> [Entries provided]

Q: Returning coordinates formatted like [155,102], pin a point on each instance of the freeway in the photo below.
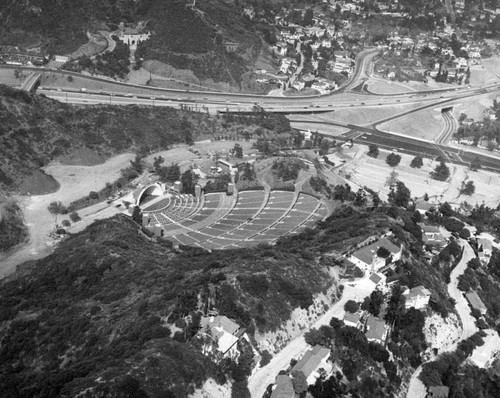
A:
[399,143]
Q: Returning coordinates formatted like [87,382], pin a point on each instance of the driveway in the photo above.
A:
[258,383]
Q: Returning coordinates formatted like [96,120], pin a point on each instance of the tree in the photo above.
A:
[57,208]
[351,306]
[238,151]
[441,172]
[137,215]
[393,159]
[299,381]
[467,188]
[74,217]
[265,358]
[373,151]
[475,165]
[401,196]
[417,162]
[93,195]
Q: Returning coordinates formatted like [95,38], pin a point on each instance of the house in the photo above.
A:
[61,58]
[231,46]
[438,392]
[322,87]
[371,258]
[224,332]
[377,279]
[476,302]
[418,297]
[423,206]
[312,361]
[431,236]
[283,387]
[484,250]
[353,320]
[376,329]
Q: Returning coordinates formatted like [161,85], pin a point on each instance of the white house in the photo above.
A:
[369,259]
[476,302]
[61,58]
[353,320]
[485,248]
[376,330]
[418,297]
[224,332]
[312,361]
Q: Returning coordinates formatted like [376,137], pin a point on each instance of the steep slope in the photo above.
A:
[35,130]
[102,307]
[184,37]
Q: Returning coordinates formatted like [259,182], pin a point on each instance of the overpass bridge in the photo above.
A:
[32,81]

==

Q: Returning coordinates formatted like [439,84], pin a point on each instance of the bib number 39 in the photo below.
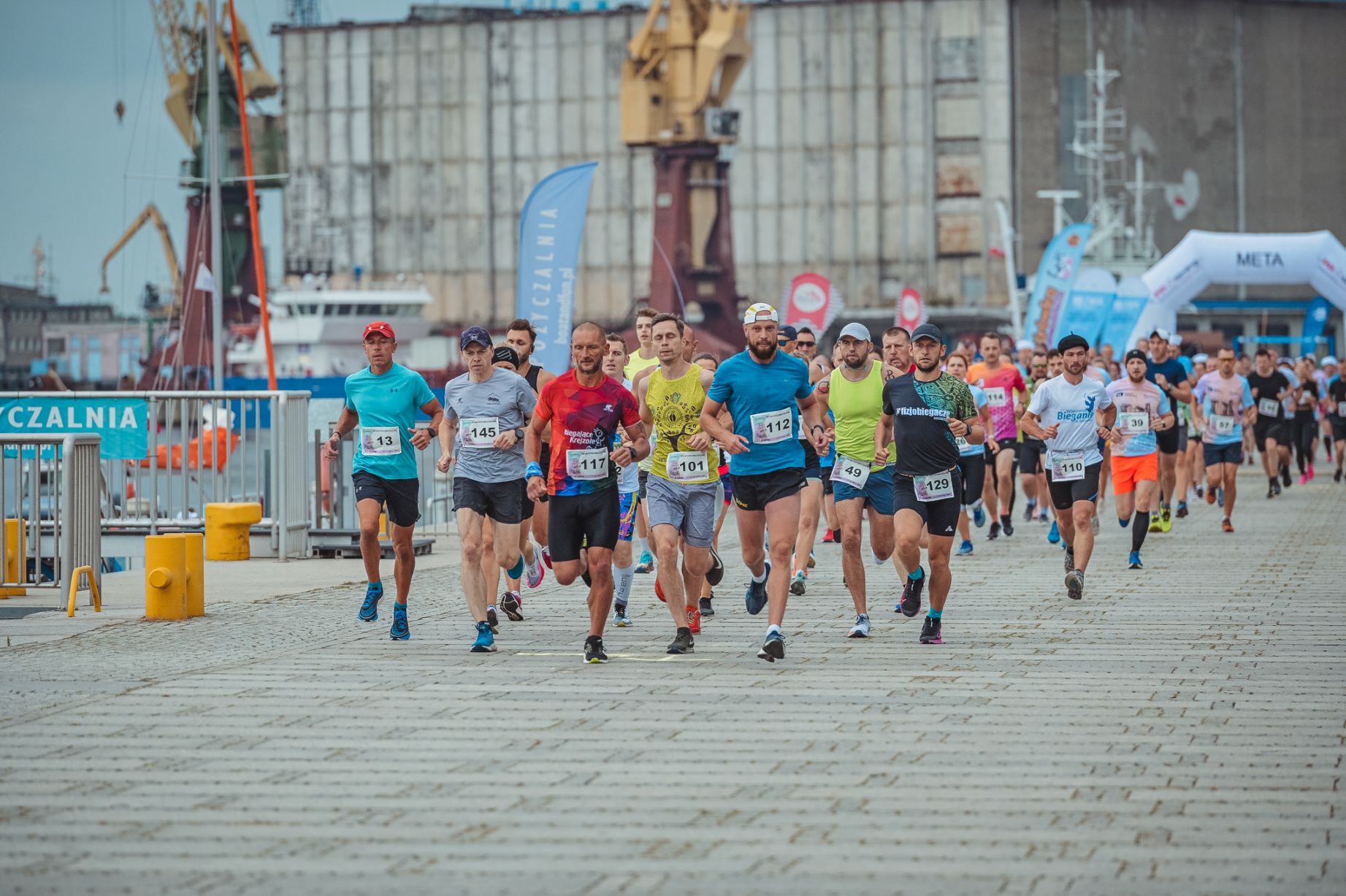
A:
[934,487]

> [Description of the task]
Once the line with "Q: Returning coordinates formatted like [155,102], pin" is found above, transcribe each line from it through the line with "Q: Returning coordinates formatted like [96,120], pin", exactly, and omit the pictures.

> [Exercise answer]
Q: Returning coordinates formatted like [155,102], pin a point on each instance of the freeway in the photo below.
A:
[399,143]
Q: Returning coordinates formatted like [87,382], pin a point on each instance of the driveway in the photo above.
A:
[258,383]
Q: Returning coordinates formatted like [96,120], pin a point on each instance of the tree in the photo above.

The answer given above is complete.